**EXERCISE BRIEF**
Update the records below by changing every "Dataset class" to "Target category" and leaving the rest unchanged. Omit the pictures from your answer.

Some records:
....
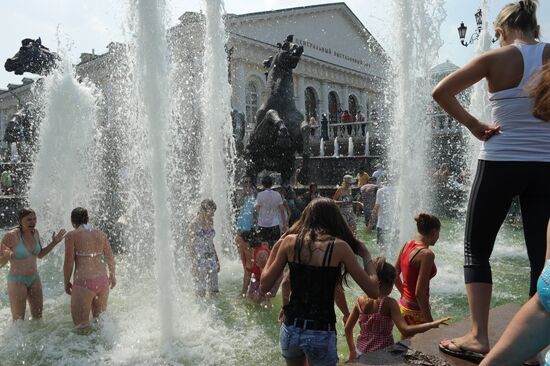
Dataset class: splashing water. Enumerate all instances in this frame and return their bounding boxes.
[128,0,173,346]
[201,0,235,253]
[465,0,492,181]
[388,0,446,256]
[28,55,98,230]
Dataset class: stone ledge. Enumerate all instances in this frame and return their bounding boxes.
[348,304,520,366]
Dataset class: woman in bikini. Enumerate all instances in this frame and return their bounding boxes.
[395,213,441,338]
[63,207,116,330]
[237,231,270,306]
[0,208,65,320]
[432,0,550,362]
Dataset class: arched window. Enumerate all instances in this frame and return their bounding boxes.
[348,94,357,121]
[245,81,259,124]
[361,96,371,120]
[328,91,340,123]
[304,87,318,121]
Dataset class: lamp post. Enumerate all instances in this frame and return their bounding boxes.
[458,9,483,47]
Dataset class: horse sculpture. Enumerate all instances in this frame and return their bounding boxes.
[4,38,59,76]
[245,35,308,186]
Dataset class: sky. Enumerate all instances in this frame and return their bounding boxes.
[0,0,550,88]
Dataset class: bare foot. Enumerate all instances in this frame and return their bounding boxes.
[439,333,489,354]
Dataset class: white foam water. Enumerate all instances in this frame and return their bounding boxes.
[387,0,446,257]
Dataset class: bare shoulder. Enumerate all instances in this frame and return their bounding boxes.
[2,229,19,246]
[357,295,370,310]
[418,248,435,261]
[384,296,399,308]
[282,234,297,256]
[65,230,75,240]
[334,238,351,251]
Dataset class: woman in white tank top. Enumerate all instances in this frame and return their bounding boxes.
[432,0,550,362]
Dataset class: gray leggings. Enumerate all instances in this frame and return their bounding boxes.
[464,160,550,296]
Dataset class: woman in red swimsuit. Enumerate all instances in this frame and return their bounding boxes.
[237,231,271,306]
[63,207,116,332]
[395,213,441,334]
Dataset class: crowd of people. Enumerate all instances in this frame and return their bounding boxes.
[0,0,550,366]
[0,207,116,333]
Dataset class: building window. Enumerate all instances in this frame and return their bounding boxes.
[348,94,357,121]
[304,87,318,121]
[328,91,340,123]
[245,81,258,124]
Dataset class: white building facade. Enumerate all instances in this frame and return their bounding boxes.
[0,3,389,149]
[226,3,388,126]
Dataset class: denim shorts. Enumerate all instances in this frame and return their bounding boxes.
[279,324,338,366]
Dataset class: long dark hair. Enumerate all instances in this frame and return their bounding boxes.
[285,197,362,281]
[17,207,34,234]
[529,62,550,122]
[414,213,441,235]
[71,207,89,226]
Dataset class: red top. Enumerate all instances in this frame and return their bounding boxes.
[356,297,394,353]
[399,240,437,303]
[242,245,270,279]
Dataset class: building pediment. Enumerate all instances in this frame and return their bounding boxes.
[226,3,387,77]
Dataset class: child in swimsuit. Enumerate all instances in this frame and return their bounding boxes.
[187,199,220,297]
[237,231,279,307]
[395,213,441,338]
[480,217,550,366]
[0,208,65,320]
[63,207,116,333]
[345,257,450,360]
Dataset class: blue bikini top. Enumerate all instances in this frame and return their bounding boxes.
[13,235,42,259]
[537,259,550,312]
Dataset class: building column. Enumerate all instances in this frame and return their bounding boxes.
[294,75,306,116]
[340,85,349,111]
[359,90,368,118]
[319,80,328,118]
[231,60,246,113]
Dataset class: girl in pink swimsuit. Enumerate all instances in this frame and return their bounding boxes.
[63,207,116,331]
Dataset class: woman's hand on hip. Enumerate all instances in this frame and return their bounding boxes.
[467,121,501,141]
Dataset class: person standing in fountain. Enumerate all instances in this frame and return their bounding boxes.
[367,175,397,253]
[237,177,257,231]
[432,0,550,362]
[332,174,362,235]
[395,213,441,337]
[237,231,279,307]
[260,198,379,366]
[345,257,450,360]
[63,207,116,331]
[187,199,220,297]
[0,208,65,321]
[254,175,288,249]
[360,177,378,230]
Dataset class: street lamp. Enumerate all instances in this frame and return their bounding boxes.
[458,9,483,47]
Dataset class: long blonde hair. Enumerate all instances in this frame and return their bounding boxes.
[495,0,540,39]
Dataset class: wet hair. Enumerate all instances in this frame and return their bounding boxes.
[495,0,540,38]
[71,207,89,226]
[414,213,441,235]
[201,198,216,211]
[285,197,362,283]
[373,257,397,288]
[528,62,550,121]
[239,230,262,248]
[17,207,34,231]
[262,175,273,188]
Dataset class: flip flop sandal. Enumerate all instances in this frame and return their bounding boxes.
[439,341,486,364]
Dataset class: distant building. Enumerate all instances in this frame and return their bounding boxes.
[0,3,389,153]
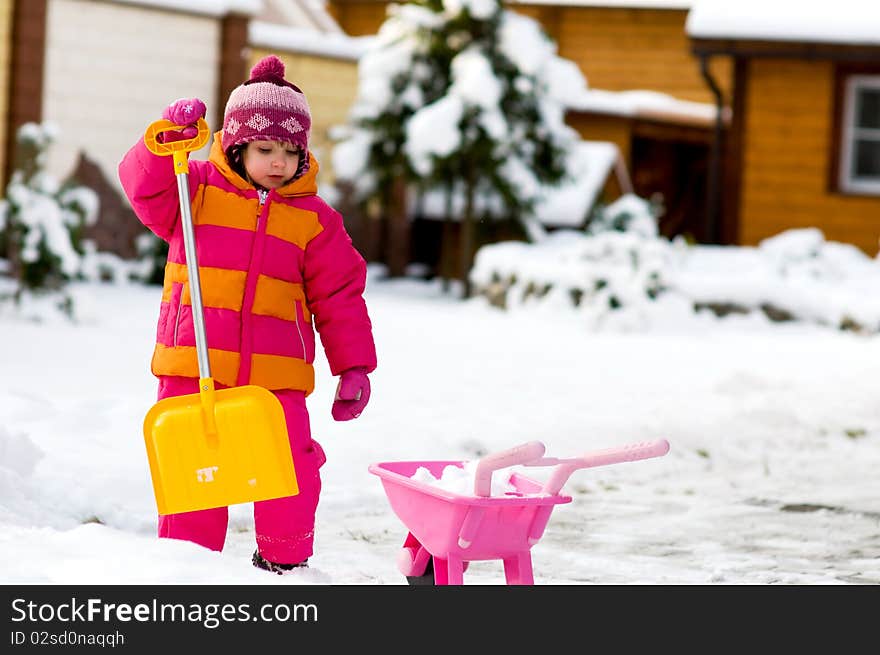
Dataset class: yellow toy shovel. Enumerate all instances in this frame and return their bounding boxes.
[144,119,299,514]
....
**OUTPUT BELOW**
Target category: splashing water. Enumerate all instances in this frame and return their bounding boxes.
[128,0,173,346]
[201,0,235,253]
[465,0,492,181]
[388,0,446,256]
[28,55,98,230]
Target category: stone ledge. Enumerate all instances in this frame and return their bounding boxes.
[348,304,520,366]
Target category: woman in bikini. Enumerate all instances in this frame and return their bounding boxes.
[395,213,441,338]
[63,207,116,330]
[237,231,270,306]
[0,208,65,320]
[432,0,550,362]
Target category: arched window. Enumerate all instances in this frame and return their bounding boxes.
[348,94,357,121]
[245,81,259,124]
[361,96,371,120]
[328,91,340,123]
[304,87,318,121]
Target category: lamp post. Enumerate all instances in this frame and return their bounding boxes.
[458,9,483,47]
Target category: horse sculpture. Enumerate all instances in this frame and return their bounding boxes.
[4,38,59,76]
[245,35,308,186]
Target category: sky. Enumerate all instances in this frame and return their bounding boxes.
[0,0,550,88]
Target category: bare foot. Enumerate all instances in this frame and return their bounding boxes.
[439,333,489,354]
Target category: white foam water. Enumerate all instances in this frame and return their bounding boxes.
[387,0,446,257]
Target category: bare shoulder. Enumerate all instances in this frame and return their bounding boxes.
[2,229,19,246]
[357,295,370,310]
[418,248,435,261]
[384,296,399,308]
[282,234,297,256]
[65,230,75,240]
[334,238,351,251]
Target category: woman in white tank top. Enumerate all instances in this frame and return their bounding boxes.
[432,0,550,362]
Target category: gray leggings. Enumerate all instances in this frame and return their bounding boxes.
[464,160,550,296]
Target category: woman in red swimsuit. Enumerate all instances in this frame and return their bounding boxes.
[237,231,271,306]
[63,207,116,332]
[395,213,441,334]
Target category: crowd of people. Enumerate all instances in this frame and return their bounding boxes.
[0,0,550,366]
[0,207,116,333]
Target category: building window. Enumerate all instances in this frame and return their bounding boxes.
[348,94,357,121]
[304,87,318,121]
[328,91,340,123]
[245,81,258,124]
Target category: white building facade. Enumerate all instances in this frame and return their bounding boxes.
[0,3,389,149]
[226,3,388,126]
Target category: denim shorts. Enumerate all instances in this frame and return their bounding boxes.
[279,324,338,366]
Target category: long dark hair. Enumerate all instances in this frame and return their bounding boxes.
[285,197,362,281]
[17,207,34,234]
[529,62,550,122]
[414,213,441,235]
[71,207,89,226]
Target category: red top. Enumerate all instances in this frame and return their bounding boxes.
[356,297,394,353]
[399,240,437,303]
[242,245,270,279]
Target category: building pediment. Enumerate all instances in this frame and return their bounding boxes.
[226,3,387,77]
Target category: child in swimsuit. Enumerate all instances in this frame and return their bounding boxes.
[187,199,220,297]
[237,231,279,307]
[395,213,441,338]
[480,217,550,366]
[0,208,65,320]
[63,207,116,333]
[345,257,450,360]
Target category: blue bikini top. Enumerate all instances in this frame and return their bounding boxes.
[13,235,42,259]
[537,259,550,312]
Target category: building column. Enumerate all instances in this frame and return their bounding boxes.
[294,75,306,116]
[340,85,349,111]
[359,90,368,118]
[319,80,328,118]
[231,60,246,113]
Target category: girl in pink swimsuit. Enumerate all instances in this frame and return their bounding boxes.
[63,207,116,331]
Target category: woman's hand on hip. Enumerate all instances in this frame and return their bounding boxes.
[467,121,501,141]
Target category: person standing in fountain. Enumerate all instances in this frame and return their bounding boxes.
[367,175,397,253]
[237,177,257,231]
[432,0,550,362]
[332,174,362,235]
[395,213,441,337]
[237,231,279,307]
[260,198,379,366]
[345,257,450,360]
[63,207,116,331]
[187,199,220,297]
[0,208,65,321]
[254,175,288,249]
[360,177,378,230]
Target category: street lamp. Enumerate all instances in this frame and return their bounding boxes.
[458,9,483,47]
Target category: long blonde hair. Enumerate all instances in this frame and return their bounding boxes.
[495,0,540,39]
Target category: wet hair. Enumerate all instances in this frame and return their bounding boxes.
[495,0,540,38]
[71,207,89,226]
[414,213,441,235]
[201,198,216,211]
[285,197,362,283]
[373,257,397,288]
[528,62,550,121]
[239,230,262,248]
[17,207,34,231]
[262,175,273,188]
Target category: flip flop sandal. Enumerate all instances in this frame and return their bounding boxes.
[439,341,486,364]
Target category: distant building. Enumerate all instances in this frame and return their bounding boxes.
[0,3,389,153]
Target category: yellow toy shovel. Enumerate all instances in this frame and return their bounding boxes.
[144,119,299,514]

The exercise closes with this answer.